▸ **ABOUT THIS TASK**
Return all of the material that follows, keeping each line exactly as it is.

▸ **RECORDS SHOWN**
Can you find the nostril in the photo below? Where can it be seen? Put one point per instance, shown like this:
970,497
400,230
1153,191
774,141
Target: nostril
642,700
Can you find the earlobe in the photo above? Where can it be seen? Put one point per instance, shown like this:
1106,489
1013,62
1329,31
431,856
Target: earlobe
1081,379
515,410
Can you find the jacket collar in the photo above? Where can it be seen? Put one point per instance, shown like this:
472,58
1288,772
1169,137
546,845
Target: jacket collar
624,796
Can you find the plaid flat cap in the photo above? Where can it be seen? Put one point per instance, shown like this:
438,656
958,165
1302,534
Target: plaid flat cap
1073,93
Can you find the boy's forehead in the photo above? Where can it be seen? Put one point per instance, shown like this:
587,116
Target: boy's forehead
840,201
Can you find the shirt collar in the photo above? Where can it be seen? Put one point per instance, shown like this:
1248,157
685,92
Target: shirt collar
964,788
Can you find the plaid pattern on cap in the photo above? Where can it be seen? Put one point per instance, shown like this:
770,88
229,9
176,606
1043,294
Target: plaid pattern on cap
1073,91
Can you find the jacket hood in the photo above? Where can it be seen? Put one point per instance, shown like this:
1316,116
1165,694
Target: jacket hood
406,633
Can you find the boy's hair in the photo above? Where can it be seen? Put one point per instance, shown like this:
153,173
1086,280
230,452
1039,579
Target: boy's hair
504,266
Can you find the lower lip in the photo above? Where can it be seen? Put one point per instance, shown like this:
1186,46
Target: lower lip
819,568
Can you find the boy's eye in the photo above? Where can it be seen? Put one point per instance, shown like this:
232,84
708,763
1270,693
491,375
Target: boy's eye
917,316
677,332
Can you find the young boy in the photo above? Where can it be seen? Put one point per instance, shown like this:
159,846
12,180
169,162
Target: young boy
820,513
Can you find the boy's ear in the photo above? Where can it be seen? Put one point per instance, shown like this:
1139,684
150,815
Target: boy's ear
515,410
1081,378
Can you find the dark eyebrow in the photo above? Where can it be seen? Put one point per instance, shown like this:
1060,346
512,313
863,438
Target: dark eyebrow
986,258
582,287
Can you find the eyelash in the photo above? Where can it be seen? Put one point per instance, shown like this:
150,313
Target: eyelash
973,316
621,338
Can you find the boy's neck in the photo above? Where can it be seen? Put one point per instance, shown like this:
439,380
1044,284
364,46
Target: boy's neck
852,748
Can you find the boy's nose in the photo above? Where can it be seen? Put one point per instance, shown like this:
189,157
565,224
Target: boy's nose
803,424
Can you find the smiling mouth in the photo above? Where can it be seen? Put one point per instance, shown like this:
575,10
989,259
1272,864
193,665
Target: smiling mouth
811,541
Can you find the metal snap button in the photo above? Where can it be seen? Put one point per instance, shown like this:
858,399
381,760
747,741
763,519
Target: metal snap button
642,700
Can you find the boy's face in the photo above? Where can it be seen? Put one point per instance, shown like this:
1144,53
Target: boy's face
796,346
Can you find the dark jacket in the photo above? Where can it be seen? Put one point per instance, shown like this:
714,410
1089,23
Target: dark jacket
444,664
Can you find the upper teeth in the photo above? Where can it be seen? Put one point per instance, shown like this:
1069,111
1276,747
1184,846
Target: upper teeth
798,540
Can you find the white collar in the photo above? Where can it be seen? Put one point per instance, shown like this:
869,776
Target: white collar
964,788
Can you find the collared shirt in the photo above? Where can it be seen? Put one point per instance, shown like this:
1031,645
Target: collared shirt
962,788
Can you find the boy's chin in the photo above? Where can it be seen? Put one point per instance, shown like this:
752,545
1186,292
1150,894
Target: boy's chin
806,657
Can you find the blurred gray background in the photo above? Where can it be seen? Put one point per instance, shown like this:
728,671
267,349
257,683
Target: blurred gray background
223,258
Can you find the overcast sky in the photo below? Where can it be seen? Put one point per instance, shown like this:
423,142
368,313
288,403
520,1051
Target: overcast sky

▸ **ANSWER BELOW**
Can you find the nostril in the photo below? Where can it be seen? Put one point per instance, shown like this:
970,497
400,230
1153,191
774,141
Target: nostril
642,700
Can you find the earlobe in the photo above? Where can it be seen? Put one point per instance, shown like this:
1106,489
1013,62
1329,31
431,856
Target: earlobe
1081,379
515,410
Can you find the jacket collar in the photo above? Where can it be seen? Put one point per instance, shown like this:
472,58
1288,772
1169,137
546,845
Target: jacket collar
624,796
Can you find the plaid flat cap in the photo above? Where can it be seen? Put one point per instance, shown like this:
438,656
958,165
1302,534
Target: plaid flat cap
1073,93
Can you find the boy's forehead in the photo above? Where can it be seen? Put one point per instance, shown like this:
587,116
Target: boy's forehead
840,201
Can you find the shirt collar in the photo above? Where can it be seen? Put one point per instance, shown like this:
1248,157
685,92
Target: shirt collar
964,788
Can you find the plaid pattern on cap in the photo above? Where can it be seen? Put one point per instance, shown like this:
770,88
229,9
176,606
1043,294
Target: plaid pattern on cap
1073,91
Can you find the jacket hood in the photo above? Where can it be seen? Put one point per instance, shown like this:
1316,116
1165,694
Target: jacket hood
406,633
Can you find the boy's hair in the photo above? Where can it be seen? Put one point per instance, shown like this:
153,173
1086,280
230,452
1039,579
Target: boy's hair
504,266
Can you find the lower lip in the photo above? Where can it be seen? Put one point per instance, shown like this:
1186,46
Target: lower lip
819,568
Can you find the boy's eye in the photo above? Where can it be seen? Put one point per instance, shown like this:
232,84
708,763
1270,693
491,375
Target: boy's eye
917,316
677,332
Can you find the young boy in the photo above? Where can it be seen? Put one point per instance, shown like this:
159,846
12,180
169,162
Target: young boy
820,513
Can you find the boy's ear in the photo above? Where can it be seen? Put one point per instance, shown like this:
1139,684
150,815
Target: boy's ear
515,410
1081,378
Can you find the dark eyebrow in the photo above? Where can it be seen? Put one point per instance, shown like this:
1060,346
512,313
863,438
Target: dark eyebrow
986,258
582,287
Can you find the eyelash in the photo above? Where can it be seen? Put one point per instance, shown like this:
150,313
Target: eyelash
973,316
621,338
Can you find the boy's neck in the photo above? Where can it be seen? Put one point per instance, shown like this:
439,380
1044,284
364,46
Target: boy's neck
852,748
Can you find the boy's nose in the photo above? Where can it be seen? Put one point per instance, shown like this:
189,157
565,224
Target: boy's nose
803,424
Can you find the smiling mouth in the photo above? Where can it be seen? Put one point per instance, shown like this:
575,10
989,259
1272,864
193,665
Target: smiling mouth
811,541
Can you find the metal snap button in the photo above? Where can it be seen? Put one point per instance, shown like this:
858,399
381,760
747,741
763,519
Target: metal snap button
642,700
Can you find the boy's face in the photo above? Where can it be seen? Put one point per instance, shown like this:
1144,53
Target: boy's face
796,346
Can you find the dark jacket in the photo above? Where can it be seen? Put one point per instance, shown like this:
714,410
1089,23
Target: dark jacket
444,664
Can you find the upper teeth in the photo above? Where can it be seen? Put one point per instance, shown like this:
1069,111
1276,747
1184,846
Target: upper teeth
798,540
Can you find the white collar in the photo above? Where can it be seen? Put one point per instance, shown like this:
869,776
Target: white collar
964,788
Can you find the collared shirt in the photo above? Where can it be seen? Put one point per instance, shown like this:
1031,645
Target: collared shirt
962,788
Can you find the boy's chin in the photo above? Where can it be seen? Put one point per instance, shown like this:
752,545
1186,292
1150,894
Target: boy's chin
806,657
Can you find the blurred gray background in the photo above? Where can it be seen? Put one point per instance, shown like this:
728,671
267,349
257,683
Target: blurred gray background
223,258
Can you find the overcast sky in the photo below? Where can it be seen? Put one point per instance, shown like this:
423,142
368,313
288,403
520,1051
Target: overcast sky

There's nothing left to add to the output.